-- Start EXTRACT TO READ --

Kulkarni
Patterns Pvt. Ltd. & Ors Vs. Vasant Baburao Ashterkar & Ors [1992] INSC
13 (17 January 1992)
Kasliwal, N.M. (J) Kasliwal, N.M. (J) Patnaik, R.C. (J)
CITATION:
1992 AIR 1097 1992 SCR (1) 227 1992 SCC (2) 46 JT 1992 (1) 194 1992 SCALE (1)96
ACT:
Transfer
of Property Act-Section 106-Termination notice-Sent by post-Service-Presumption
and rebuttal-When arises.
Bombay Rents, Hotel and Lodging House
Rates Control Act, 1947-Section 13 (1) (b)- Applicability of.
HEAD NOTE:
The
Respondents-landlords filed a suit for possession of the suit premises against
the appellants on the ground of default in payment of rent, amongst other, The
7th Additional Small Causes Judge, dismissed the suit holding that the service
of notice dated 7-8-1980 on the defendants terminating the tenancy was not
proved, even though one out of the three acknowledgments due, had been received
duly signed. As regards the question of default in payment of rent, the learned
Judge took the view that the case did not fall under Section 12(3)(b) of the
Act, as the defendants had paid Rs. 55,800 on 16.1.1984 and thereafter made
regular payment of Rs. 600 every month. On appeal by the respondent- landlords,
the learned additional District Judge reversed the findings of the trial Court
and decreed the suit. The learned Additional District Judge held that when the
notices are sent by registered post, it is presumed to have been served and
mere denial by the tenants had no value, unless they proved some extraordinary
happenings or events which prevented following of usual course of business. On
the question of default in payment of rent the learned Judge held that as the
defendants did not deposit the entire arrears on the first date of hearing and
did not deposit the further rent during the pendency of the appeal, they
persistently committed defaults during the pendency of the suit and also the
appeal. The appellants thereupon filed a writ petition in the High Court
challenging the validity of the aforesaid order of the learned Additional
District Judge. The High Court dismissed the writ petition and affirmed the
order passed by the learned Additional District Judge. Hence this appeal by the
appellants, after obtaining special leave.
Dismissing
the appeal, this Court, 228
HELD:
The notice under Section 106 T.P. Act can be sent by post to the party who is
intended to be bound by it. Thus the notice sent by registered post in the name
of the defendant company who is the tenant is fully in accordance with the
requirement of section 106 of the Transfer of Property Act.[232H-233A] The
plaintiffs had sent a copy of the notice to all the three defendants by
registered post. Three postal receipts Exhs. 52,53 and 54 have been filed in
the present case Exh. 51, one acknowledgment receipt. As regards Exh. 51, the
defendants No.2 has appeared in the witness box and has denied his signatures.

-- End EXTRACT TO READ --
-- Start INPUT MATERIAL --

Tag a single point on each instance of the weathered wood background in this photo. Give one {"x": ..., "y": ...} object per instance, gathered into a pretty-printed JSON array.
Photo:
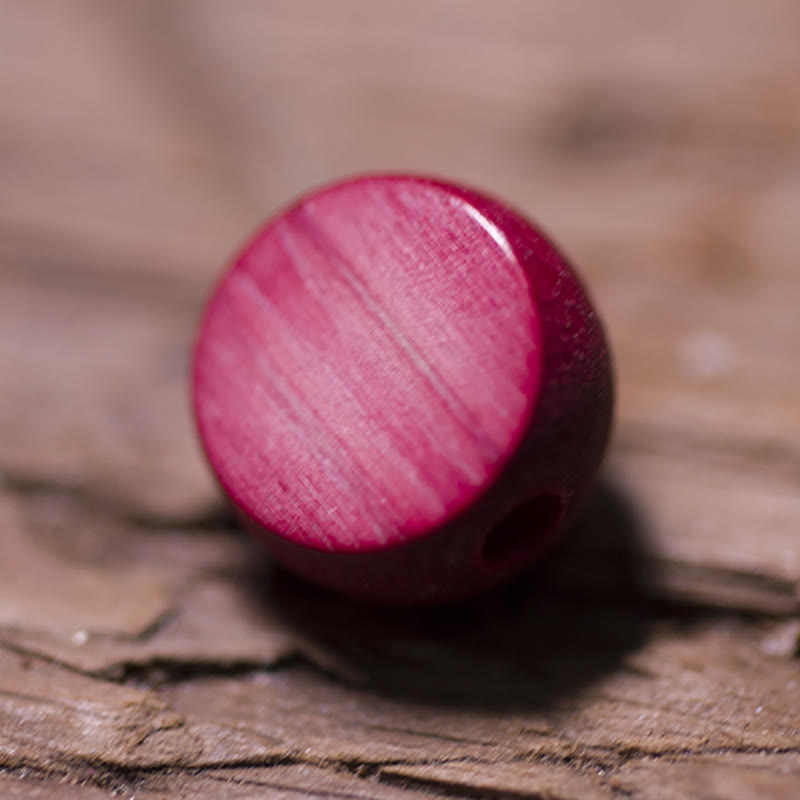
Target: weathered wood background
[{"x": 147, "y": 650}]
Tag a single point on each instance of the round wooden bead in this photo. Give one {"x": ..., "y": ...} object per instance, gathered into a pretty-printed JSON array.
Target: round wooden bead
[{"x": 403, "y": 389}]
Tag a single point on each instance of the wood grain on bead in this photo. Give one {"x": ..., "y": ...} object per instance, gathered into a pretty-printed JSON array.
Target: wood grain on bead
[{"x": 403, "y": 389}]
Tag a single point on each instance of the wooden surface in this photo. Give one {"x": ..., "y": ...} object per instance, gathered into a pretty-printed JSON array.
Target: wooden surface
[{"x": 147, "y": 649}]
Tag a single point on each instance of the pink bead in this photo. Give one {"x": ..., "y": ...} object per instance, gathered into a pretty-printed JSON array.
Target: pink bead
[{"x": 403, "y": 389}]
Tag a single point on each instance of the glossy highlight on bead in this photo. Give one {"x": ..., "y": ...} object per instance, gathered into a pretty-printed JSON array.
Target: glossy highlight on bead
[{"x": 403, "y": 388}]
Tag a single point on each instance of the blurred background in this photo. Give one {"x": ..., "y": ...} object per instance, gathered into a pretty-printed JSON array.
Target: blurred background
[{"x": 658, "y": 143}]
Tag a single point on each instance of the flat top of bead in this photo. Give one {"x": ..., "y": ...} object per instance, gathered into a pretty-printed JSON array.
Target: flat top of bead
[{"x": 368, "y": 364}]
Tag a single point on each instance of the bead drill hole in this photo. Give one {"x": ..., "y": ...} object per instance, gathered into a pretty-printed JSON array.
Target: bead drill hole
[{"x": 524, "y": 529}]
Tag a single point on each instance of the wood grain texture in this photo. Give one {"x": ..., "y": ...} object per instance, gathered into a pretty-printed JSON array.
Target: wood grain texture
[
  {"x": 653, "y": 655},
  {"x": 403, "y": 388}
]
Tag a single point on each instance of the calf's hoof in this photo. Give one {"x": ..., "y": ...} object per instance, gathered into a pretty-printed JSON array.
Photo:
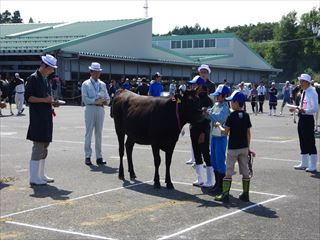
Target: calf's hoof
[
  {"x": 133, "y": 177},
  {"x": 170, "y": 186},
  {"x": 121, "y": 177}
]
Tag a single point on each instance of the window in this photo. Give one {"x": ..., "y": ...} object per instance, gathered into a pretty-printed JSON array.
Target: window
[
  {"x": 198, "y": 43},
  {"x": 175, "y": 44},
  {"x": 210, "y": 43},
  {"x": 186, "y": 43}
]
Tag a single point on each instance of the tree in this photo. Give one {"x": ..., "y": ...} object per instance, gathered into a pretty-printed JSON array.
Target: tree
[
  {"x": 16, "y": 18},
  {"x": 6, "y": 17},
  {"x": 288, "y": 50}
]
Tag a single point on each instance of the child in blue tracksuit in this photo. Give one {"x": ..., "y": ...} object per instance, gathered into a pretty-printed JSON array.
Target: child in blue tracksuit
[{"x": 219, "y": 113}]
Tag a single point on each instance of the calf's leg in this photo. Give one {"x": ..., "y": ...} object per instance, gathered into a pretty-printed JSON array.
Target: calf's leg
[
  {"x": 129, "y": 149},
  {"x": 168, "y": 164},
  {"x": 157, "y": 161},
  {"x": 120, "y": 136}
]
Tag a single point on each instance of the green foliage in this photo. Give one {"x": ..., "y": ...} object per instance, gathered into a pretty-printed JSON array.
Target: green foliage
[{"x": 7, "y": 17}]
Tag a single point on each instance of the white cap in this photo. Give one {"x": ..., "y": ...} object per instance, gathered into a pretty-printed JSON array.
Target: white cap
[
  {"x": 305, "y": 77},
  {"x": 95, "y": 67},
  {"x": 204, "y": 66},
  {"x": 157, "y": 74},
  {"x": 49, "y": 60}
]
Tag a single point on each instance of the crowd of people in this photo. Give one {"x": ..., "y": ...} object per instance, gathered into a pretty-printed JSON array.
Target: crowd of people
[{"x": 220, "y": 140}]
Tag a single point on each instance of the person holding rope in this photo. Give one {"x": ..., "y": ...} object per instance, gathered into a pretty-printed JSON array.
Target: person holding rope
[
  {"x": 95, "y": 96},
  {"x": 200, "y": 136},
  {"x": 307, "y": 108},
  {"x": 218, "y": 113},
  {"x": 204, "y": 72},
  {"x": 39, "y": 96}
]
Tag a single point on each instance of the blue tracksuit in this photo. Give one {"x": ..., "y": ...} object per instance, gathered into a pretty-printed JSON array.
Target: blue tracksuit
[{"x": 218, "y": 113}]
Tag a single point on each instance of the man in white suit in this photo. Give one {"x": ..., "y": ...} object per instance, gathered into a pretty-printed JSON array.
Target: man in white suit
[{"x": 95, "y": 96}]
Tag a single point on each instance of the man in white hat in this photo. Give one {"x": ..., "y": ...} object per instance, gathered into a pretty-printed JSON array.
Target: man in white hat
[
  {"x": 307, "y": 107},
  {"x": 38, "y": 95},
  {"x": 95, "y": 96},
  {"x": 204, "y": 72},
  {"x": 19, "y": 95}
]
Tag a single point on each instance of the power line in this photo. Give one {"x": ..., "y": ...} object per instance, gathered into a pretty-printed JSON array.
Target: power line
[{"x": 284, "y": 41}]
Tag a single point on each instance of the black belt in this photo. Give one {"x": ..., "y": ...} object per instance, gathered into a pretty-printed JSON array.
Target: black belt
[{"x": 98, "y": 105}]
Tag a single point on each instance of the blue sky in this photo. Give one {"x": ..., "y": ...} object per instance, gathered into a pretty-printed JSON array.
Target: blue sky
[{"x": 166, "y": 14}]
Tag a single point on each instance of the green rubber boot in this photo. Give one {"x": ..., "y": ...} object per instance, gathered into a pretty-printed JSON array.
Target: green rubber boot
[
  {"x": 224, "y": 196},
  {"x": 246, "y": 186}
]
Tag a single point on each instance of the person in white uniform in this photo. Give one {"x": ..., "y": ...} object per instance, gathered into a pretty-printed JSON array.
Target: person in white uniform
[
  {"x": 19, "y": 96},
  {"x": 95, "y": 96},
  {"x": 307, "y": 107}
]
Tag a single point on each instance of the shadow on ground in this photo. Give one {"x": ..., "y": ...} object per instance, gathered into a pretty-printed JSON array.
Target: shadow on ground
[{"x": 50, "y": 191}]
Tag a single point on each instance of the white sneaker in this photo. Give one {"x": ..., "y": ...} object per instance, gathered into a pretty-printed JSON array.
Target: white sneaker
[{"x": 190, "y": 161}]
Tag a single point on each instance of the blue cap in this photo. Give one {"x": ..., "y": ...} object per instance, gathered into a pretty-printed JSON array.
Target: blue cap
[
  {"x": 197, "y": 80},
  {"x": 221, "y": 89},
  {"x": 237, "y": 96}
]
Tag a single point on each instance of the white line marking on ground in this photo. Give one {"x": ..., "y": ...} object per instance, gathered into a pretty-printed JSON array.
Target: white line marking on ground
[
  {"x": 74, "y": 199},
  {"x": 272, "y": 141},
  {"x": 220, "y": 217},
  {"x": 7, "y": 133},
  {"x": 280, "y": 159},
  {"x": 59, "y": 230},
  {"x": 234, "y": 189}
]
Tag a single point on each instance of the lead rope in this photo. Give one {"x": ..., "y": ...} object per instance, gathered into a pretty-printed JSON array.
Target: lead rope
[{"x": 177, "y": 113}]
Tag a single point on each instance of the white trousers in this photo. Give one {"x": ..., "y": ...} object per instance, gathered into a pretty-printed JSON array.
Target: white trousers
[
  {"x": 94, "y": 118},
  {"x": 19, "y": 100}
]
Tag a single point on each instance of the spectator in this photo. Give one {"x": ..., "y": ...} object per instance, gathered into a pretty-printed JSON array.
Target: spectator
[
  {"x": 273, "y": 100},
  {"x": 246, "y": 93},
  {"x": 172, "y": 88},
  {"x": 287, "y": 95},
  {"x": 126, "y": 85},
  {"x": 95, "y": 96},
  {"x": 254, "y": 99},
  {"x": 238, "y": 127},
  {"x": 19, "y": 93},
  {"x": 143, "y": 89},
  {"x": 156, "y": 88}
]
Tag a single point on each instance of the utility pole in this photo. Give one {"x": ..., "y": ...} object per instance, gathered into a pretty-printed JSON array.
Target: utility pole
[{"x": 146, "y": 9}]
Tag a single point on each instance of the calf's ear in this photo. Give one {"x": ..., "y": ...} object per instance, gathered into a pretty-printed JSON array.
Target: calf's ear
[{"x": 177, "y": 97}]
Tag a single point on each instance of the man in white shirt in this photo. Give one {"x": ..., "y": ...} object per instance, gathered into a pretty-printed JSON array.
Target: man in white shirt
[
  {"x": 307, "y": 108},
  {"x": 95, "y": 96},
  {"x": 19, "y": 96},
  {"x": 261, "y": 95}
]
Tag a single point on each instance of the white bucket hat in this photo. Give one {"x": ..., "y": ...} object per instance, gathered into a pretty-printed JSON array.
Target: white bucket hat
[
  {"x": 49, "y": 60},
  {"x": 204, "y": 66},
  {"x": 305, "y": 77},
  {"x": 95, "y": 67}
]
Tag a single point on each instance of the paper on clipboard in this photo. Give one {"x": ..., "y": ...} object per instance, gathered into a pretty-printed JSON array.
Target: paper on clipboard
[{"x": 291, "y": 106}]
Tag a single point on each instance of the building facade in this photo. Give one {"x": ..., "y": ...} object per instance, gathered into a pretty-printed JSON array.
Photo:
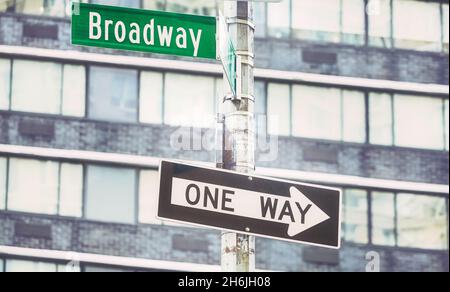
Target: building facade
[{"x": 353, "y": 92}]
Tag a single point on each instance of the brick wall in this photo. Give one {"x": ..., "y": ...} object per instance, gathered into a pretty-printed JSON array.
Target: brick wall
[
  {"x": 202, "y": 246},
  {"x": 302, "y": 56},
  {"x": 293, "y": 153}
]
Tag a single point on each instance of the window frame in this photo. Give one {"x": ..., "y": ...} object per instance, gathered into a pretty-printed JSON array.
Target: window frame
[{"x": 395, "y": 193}]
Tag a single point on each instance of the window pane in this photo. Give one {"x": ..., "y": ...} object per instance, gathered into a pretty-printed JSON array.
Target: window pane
[
  {"x": 380, "y": 23},
  {"x": 354, "y": 116},
  {"x": 36, "y": 86},
  {"x": 40, "y": 192},
  {"x": 2, "y": 182},
  {"x": 417, "y": 25},
  {"x": 151, "y": 97},
  {"x": 148, "y": 196},
  {"x": 199, "y": 7},
  {"x": 14, "y": 266},
  {"x": 316, "y": 112},
  {"x": 422, "y": 221},
  {"x": 316, "y": 20},
  {"x": 111, "y": 194},
  {"x": 42, "y": 7},
  {"x": 418, "y": 122},
  {"x": 383, "y": 218},
  {"x": 74, "y": 90},
  {"x": 446, "y": 116},
  {"x": 278, "y": 109},
  {"x": 445, "y": 26},
  {"x": 259, "y": 10},
  {"x": 154, "y": 4},
  {"x": 278, "y": 19},
  {"x": 260, "y": 107},
  {"x": 5, "y": 77},
  {"x": 113, "y": 94},
  {"x": 71, "y": 190},
  {"x": 355, "y": 216},
  {"x": 380, "y": 112},
  {"x": 122, "y": 3},
  {"x": 189, "y": 100},
  {"x": 353, "y": 21}
]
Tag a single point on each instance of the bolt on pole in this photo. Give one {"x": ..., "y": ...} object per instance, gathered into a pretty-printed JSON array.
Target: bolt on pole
[{"x": 238, "y": 140}]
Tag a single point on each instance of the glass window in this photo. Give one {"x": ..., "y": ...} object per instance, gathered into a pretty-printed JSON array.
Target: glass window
[
  {"x": 122, "y": 3},
  {"x": 71, "y": 190},
  {"x": 36, "y": 86},
  {"x": 329, "y": 20},
  {"x": 74, "y": 90},
  {"x": 422, "y": 221},
  {"x": 380, "y": 30},
  {"x": 316, "y": 20},
  {"x": 353, "y": 116},
  {"x": 383, "y": 218},
  {"x": 355, "y": 216},
  {"x": 14, "y": 266},
  {"x": 42, "y": 7},
  {"x": 195, "y": 93},
  {"x": 111, "y": 194},
  {"x": 418, "y": 122},
  {"x": 148, "y": 196},
  {"x": 380, "y": 113},
  {"x": 199, "y": 7},
  {"x": 352, "y": 21},
  {"x": 33, "y": 186},
  {"x": 446, "y": 116},
  {"x": 259, "y": 11},
  {"x": 113, "y": 94},
  {"x": 417, "y": 25},
  {"x": 278, "y": 18},
  {"x": 5, "y": 79},
  {"x": 278, "y": 109},
  {"x": 153, "y": 4},
  {"x": 2, "y": 182},
  {"x": 316, "y": 112},
  {"x": 151, "y": 97},
  {"x": 260, "y": 107},
  {"x": 445, "y": 25}
]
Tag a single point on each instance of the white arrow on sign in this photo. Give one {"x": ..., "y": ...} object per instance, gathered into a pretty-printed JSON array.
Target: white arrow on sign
[{"x": 297, "y": 210}]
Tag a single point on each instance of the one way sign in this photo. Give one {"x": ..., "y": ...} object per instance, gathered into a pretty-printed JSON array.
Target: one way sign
[{"x": 250, "y": 204}]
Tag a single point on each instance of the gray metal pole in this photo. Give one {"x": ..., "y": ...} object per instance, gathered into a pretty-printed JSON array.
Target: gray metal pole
[{"x": 238, "y": 250}]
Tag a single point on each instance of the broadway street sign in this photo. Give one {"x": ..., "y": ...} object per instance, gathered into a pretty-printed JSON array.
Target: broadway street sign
[
  {"x": 252, "y": 205},
  {"x": 144, "y": 30}
]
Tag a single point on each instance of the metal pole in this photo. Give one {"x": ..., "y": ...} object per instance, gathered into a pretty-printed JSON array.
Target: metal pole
[{"x": 238, "y": 250}]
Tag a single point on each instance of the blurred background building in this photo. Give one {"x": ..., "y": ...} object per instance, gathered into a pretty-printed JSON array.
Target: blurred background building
[{"x": 360, "y": 89}]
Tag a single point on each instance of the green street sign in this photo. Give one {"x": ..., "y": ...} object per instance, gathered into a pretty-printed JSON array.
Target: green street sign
[
  {"x": 144, "y": 30},
  {"x": 227, "y": 54}
]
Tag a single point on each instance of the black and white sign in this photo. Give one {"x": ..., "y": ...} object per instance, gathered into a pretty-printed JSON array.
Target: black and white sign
[{"x": 253, "y": 205}]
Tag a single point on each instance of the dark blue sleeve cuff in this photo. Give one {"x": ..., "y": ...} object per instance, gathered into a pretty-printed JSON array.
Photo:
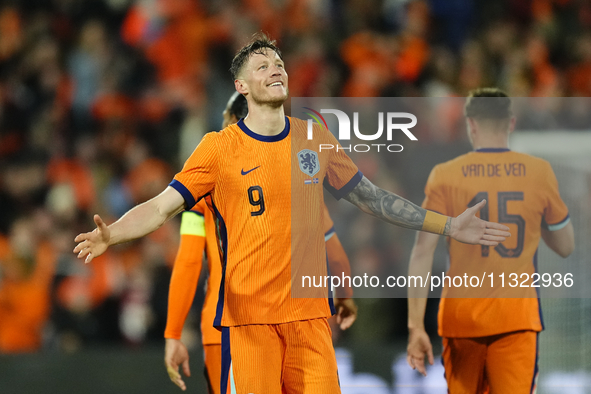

-- End INPUT MATERIAL --

### TASKS FOR THIS EXERCISE
**A)** Reproduce the case summary from "Kasliwal, N.M. (J) Kasliwal, N.M." up to and including "(b)- Applicability of.".
**B)** Find every line in the records that contains the word "frame", and copy each of those lines.
The case summary and the records have no connection to each other.

### ANSWER LIST
**A)**
Kasliwal, N.M. (J) Kasliwal, N.M. (J) Patnaik, R.C. (J)
CITATION:
1992 AIR 1097 1992 SCR (1) 227 1992 SCC (2) 46 JT 1992 (1) 194 1992 SCALE (1)96
ACT:
Transfer
of Property Act-Section 106-Termination notice-Sent by post-Service-Presumption
and rebuttal-When arises.
Bombay Rents, Hotel and Lodging House
Rates Control Act, 1947-Section 13 (1) (b)- Applicability of.

**B)**
Tag a single point on each instance of the window frame in this photo. Give one {"x": ..., "y": ...} object per instance, gathered into a pretty-printed JSON array.
Target: window frame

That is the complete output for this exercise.